What the exercise asks – Select every line in the records below that contains the word "conical", matching case exactly.

Input rows –
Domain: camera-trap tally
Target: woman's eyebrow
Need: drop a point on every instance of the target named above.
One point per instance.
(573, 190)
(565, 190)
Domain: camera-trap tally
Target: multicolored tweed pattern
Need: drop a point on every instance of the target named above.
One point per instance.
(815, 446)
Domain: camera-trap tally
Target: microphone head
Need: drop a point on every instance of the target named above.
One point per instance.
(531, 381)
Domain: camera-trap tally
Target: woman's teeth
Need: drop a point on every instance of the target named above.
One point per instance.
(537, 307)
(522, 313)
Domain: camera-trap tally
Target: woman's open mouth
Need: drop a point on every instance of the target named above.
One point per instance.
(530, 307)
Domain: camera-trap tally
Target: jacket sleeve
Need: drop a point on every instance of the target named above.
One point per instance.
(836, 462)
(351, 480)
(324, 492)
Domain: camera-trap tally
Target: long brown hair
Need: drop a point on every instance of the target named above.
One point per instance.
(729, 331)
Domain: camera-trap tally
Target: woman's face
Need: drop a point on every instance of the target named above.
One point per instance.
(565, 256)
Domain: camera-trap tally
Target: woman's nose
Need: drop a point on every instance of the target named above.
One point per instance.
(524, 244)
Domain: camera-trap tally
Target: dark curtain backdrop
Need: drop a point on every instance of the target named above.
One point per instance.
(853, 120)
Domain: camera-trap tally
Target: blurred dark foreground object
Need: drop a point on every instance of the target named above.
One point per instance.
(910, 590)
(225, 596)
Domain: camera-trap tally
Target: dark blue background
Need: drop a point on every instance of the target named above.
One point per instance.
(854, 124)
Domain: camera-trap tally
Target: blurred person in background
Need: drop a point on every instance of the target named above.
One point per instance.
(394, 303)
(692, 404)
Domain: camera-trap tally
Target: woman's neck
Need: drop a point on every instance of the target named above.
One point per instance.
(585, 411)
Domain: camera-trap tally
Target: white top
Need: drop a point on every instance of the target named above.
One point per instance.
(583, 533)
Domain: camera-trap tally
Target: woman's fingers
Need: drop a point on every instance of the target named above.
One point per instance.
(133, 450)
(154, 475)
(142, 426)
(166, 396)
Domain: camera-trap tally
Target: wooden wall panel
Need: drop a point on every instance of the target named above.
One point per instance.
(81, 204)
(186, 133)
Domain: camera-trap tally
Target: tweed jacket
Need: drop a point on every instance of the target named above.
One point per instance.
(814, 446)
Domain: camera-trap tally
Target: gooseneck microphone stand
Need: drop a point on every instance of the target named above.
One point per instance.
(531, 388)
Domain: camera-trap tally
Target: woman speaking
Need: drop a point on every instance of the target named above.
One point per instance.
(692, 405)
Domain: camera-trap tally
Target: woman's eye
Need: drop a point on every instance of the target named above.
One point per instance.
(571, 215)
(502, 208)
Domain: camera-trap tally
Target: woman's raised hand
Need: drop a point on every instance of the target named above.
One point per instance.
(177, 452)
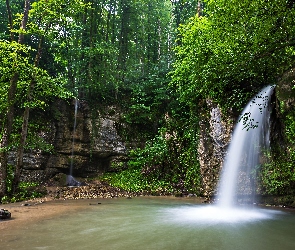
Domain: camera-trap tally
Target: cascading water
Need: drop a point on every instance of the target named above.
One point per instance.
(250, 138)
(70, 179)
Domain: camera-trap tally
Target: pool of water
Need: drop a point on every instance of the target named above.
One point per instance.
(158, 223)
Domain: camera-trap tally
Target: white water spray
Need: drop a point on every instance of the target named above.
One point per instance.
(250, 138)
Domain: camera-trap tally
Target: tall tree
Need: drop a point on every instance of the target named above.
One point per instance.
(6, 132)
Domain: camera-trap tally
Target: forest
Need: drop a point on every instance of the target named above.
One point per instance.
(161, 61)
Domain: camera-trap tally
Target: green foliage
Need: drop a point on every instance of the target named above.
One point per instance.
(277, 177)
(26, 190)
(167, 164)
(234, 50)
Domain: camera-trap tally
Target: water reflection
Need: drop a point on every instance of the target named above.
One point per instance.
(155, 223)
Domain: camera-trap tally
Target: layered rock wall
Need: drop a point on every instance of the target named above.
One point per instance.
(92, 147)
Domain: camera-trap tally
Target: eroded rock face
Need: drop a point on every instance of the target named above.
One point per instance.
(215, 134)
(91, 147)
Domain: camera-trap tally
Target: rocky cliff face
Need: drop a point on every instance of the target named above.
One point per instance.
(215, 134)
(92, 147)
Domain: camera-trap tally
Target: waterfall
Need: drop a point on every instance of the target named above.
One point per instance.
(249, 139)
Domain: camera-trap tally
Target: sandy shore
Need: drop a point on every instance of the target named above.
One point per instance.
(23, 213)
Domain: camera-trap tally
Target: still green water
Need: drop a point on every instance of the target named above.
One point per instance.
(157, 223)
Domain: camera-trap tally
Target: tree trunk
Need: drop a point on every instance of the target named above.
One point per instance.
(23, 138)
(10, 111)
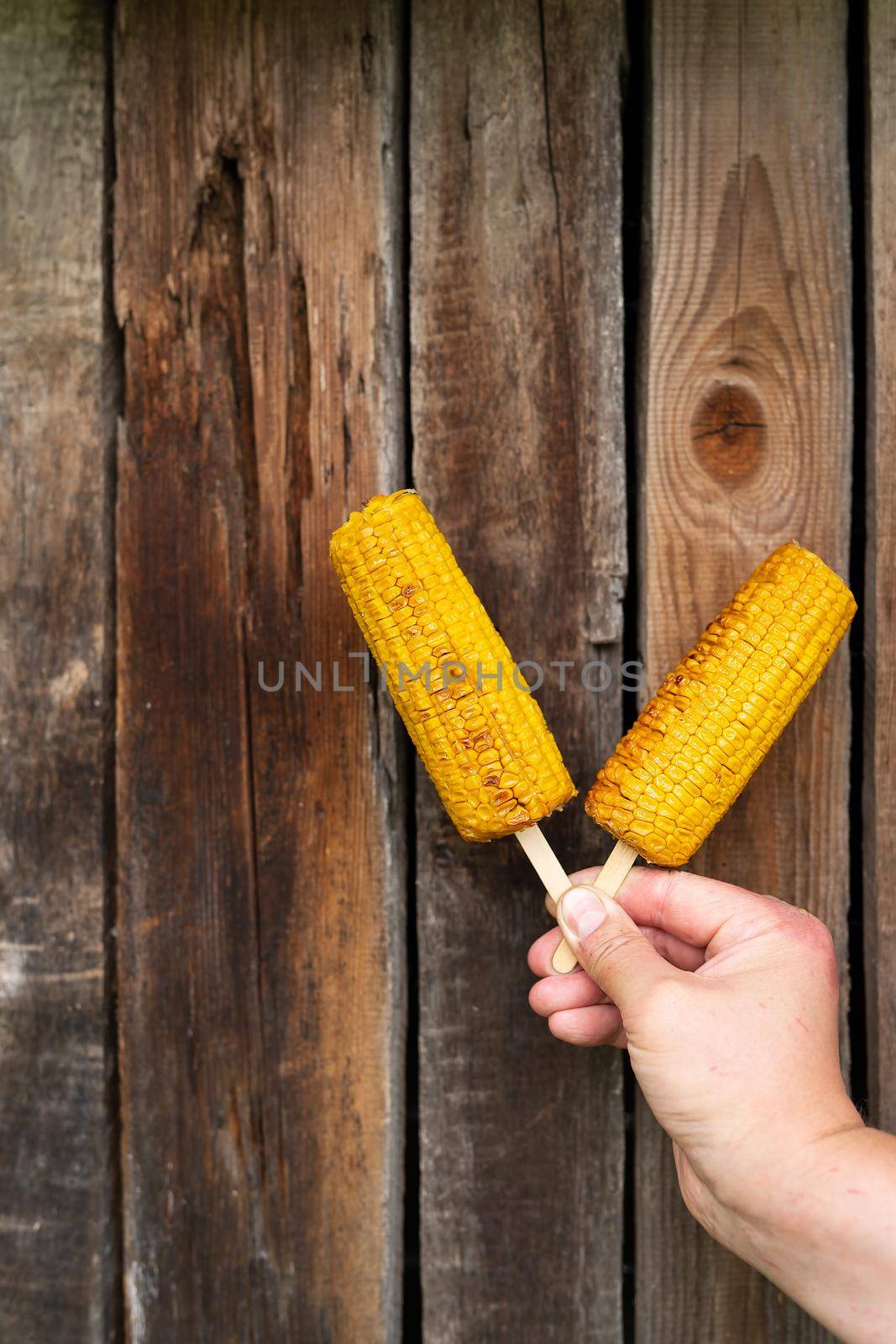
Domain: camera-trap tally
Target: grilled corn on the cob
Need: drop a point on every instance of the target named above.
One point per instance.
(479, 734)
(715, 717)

* * *

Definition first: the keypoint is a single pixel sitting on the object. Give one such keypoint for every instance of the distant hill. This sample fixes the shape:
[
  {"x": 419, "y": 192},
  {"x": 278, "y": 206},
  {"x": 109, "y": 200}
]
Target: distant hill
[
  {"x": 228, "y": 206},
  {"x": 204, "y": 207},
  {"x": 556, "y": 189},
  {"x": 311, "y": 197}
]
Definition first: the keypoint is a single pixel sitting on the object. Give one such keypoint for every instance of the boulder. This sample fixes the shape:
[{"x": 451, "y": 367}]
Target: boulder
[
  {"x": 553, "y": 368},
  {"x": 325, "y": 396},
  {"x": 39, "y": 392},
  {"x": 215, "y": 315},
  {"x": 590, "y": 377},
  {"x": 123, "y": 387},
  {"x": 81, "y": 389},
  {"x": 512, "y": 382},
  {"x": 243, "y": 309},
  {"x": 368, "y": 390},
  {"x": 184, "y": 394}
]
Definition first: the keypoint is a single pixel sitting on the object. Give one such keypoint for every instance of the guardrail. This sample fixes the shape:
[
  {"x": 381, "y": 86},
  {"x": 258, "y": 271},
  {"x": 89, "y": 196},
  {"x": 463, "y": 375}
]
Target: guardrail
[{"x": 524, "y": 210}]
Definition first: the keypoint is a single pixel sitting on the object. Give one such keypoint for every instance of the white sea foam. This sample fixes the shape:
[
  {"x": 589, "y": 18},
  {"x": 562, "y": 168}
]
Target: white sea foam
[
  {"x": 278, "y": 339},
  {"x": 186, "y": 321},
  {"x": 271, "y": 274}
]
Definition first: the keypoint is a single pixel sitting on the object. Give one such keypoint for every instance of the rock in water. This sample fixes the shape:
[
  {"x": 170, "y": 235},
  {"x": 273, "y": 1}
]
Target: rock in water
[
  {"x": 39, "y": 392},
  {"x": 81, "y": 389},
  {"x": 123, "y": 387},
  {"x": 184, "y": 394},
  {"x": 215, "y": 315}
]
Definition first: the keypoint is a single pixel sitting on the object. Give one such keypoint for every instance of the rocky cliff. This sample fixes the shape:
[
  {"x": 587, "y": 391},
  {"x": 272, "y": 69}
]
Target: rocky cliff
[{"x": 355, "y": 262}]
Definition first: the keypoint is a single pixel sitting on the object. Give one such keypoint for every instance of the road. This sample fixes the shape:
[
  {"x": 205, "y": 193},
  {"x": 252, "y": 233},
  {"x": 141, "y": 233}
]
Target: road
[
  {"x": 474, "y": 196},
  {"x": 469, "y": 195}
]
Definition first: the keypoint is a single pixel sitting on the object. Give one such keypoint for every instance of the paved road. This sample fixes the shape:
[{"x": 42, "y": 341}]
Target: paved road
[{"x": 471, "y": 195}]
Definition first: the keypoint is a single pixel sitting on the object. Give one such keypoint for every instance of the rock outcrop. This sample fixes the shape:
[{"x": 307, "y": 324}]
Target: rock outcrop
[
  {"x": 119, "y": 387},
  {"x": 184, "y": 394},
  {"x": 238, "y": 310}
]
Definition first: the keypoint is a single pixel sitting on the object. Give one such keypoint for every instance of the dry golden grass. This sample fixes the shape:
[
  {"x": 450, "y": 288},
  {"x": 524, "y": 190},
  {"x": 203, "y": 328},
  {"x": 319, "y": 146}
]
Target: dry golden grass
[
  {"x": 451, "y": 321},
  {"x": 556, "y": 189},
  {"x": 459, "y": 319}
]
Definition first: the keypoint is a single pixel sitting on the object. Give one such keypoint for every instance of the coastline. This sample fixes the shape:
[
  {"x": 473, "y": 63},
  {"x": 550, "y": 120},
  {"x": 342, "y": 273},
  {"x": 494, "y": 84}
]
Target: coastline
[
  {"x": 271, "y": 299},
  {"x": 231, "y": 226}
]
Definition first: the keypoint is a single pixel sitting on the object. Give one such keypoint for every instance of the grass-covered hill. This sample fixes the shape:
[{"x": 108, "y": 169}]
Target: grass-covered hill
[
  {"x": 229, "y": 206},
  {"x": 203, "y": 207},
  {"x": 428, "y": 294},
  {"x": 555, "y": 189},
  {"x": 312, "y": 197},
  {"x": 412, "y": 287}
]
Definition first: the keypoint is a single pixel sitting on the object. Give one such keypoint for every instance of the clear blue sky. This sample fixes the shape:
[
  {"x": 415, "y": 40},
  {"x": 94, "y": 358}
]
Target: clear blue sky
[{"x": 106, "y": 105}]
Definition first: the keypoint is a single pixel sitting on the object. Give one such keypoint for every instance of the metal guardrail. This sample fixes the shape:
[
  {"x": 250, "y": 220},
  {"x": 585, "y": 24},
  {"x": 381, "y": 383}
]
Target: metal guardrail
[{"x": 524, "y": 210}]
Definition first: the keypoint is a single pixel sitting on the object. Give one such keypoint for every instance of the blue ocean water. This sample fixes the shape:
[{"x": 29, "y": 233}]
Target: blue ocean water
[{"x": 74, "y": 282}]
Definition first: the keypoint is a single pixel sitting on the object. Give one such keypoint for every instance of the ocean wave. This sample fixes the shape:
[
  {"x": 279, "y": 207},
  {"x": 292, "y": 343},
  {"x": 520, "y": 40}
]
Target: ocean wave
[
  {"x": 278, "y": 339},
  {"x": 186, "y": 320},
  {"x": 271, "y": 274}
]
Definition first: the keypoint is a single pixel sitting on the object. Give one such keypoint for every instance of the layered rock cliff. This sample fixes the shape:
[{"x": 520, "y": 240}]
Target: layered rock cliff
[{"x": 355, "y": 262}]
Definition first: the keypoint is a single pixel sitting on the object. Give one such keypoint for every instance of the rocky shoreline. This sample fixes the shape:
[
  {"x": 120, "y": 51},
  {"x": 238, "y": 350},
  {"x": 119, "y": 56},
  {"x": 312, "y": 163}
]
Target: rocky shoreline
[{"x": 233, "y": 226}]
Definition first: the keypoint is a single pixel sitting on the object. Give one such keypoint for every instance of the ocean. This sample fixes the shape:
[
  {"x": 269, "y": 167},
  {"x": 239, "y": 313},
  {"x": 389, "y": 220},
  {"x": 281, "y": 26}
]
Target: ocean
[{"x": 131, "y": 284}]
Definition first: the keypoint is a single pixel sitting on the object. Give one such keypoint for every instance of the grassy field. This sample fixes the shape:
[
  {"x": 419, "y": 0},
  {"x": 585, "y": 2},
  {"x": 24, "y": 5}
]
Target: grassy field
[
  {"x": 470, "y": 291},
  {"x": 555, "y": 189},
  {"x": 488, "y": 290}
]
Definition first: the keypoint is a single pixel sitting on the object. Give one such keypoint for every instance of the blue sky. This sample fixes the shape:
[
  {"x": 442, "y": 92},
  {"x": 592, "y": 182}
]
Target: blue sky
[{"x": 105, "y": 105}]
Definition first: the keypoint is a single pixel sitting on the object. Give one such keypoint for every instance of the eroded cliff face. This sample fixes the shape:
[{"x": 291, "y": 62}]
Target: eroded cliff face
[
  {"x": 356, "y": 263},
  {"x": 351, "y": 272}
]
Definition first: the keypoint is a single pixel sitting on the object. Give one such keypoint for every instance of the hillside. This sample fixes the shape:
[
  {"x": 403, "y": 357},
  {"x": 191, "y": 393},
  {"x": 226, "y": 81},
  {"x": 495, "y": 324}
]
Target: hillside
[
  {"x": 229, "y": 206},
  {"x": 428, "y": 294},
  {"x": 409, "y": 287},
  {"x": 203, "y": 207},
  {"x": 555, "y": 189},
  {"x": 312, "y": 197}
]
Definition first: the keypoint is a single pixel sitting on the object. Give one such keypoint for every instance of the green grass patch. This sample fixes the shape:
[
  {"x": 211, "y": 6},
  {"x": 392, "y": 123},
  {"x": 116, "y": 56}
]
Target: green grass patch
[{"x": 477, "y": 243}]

--

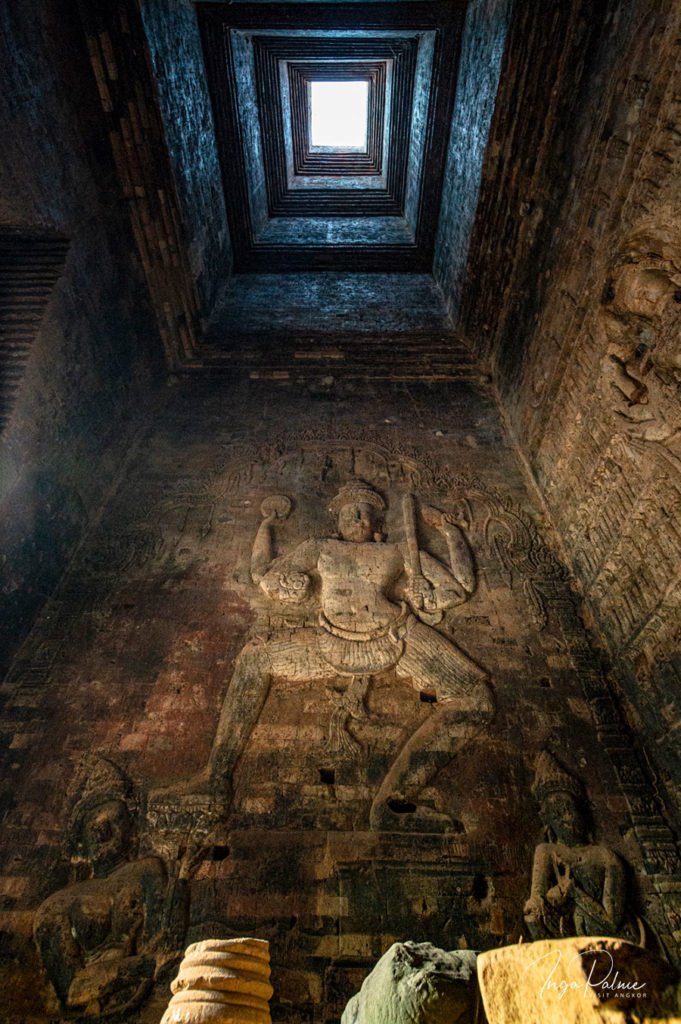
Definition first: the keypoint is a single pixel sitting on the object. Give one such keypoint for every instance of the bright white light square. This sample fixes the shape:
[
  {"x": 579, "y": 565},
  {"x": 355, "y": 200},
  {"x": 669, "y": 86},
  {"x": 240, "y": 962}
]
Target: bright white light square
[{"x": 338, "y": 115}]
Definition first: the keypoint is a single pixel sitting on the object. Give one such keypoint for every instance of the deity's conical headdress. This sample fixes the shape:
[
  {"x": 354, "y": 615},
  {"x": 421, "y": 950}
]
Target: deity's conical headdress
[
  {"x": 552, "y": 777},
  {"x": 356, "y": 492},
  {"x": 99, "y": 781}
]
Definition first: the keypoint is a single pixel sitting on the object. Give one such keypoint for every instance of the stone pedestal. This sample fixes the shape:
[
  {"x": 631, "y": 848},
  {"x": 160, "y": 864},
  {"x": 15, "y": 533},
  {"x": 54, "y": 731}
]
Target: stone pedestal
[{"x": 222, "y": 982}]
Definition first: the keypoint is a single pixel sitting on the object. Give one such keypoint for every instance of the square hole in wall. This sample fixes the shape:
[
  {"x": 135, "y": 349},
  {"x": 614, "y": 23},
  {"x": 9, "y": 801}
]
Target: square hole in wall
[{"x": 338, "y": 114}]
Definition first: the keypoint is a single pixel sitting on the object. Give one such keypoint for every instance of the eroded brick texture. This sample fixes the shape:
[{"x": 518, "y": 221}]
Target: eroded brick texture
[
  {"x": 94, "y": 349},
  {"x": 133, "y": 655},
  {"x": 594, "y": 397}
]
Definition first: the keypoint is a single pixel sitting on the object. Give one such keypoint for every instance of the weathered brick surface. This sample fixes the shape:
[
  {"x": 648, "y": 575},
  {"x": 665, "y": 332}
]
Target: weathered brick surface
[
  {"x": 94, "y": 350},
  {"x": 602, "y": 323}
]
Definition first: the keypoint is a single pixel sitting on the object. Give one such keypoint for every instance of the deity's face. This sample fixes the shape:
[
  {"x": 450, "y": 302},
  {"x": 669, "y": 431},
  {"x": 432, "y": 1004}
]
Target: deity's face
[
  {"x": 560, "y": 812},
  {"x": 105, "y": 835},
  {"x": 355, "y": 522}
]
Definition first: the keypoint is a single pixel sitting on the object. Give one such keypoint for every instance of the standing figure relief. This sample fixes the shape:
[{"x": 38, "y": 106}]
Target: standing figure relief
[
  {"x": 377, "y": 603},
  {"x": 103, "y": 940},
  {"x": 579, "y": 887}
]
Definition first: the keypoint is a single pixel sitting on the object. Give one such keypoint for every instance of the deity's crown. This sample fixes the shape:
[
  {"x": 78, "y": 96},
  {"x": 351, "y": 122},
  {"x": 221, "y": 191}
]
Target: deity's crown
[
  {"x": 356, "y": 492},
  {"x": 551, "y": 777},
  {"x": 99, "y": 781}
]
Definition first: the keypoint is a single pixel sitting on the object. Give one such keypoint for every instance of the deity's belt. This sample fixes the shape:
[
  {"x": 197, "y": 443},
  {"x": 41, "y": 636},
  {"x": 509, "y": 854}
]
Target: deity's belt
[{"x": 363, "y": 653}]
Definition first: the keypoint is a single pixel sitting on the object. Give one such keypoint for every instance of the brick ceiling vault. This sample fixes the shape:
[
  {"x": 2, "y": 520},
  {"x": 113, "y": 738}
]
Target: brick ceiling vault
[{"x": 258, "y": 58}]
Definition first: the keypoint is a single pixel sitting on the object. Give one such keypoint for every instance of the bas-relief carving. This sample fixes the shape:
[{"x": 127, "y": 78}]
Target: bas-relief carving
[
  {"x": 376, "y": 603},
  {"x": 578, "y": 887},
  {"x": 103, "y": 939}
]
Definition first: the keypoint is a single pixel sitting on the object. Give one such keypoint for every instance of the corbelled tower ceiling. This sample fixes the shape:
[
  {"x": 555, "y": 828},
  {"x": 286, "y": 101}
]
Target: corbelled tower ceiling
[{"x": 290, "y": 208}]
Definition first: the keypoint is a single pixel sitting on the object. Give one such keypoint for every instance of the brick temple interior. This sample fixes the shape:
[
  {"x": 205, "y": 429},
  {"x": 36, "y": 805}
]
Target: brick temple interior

Solution to this exercise –
Definition first: the keypoint is a single pixel sitting on the object. Give one such keypoint for every instance of the deity's conical headdress. This sample fixes the shape:
Target: deity's conical headdress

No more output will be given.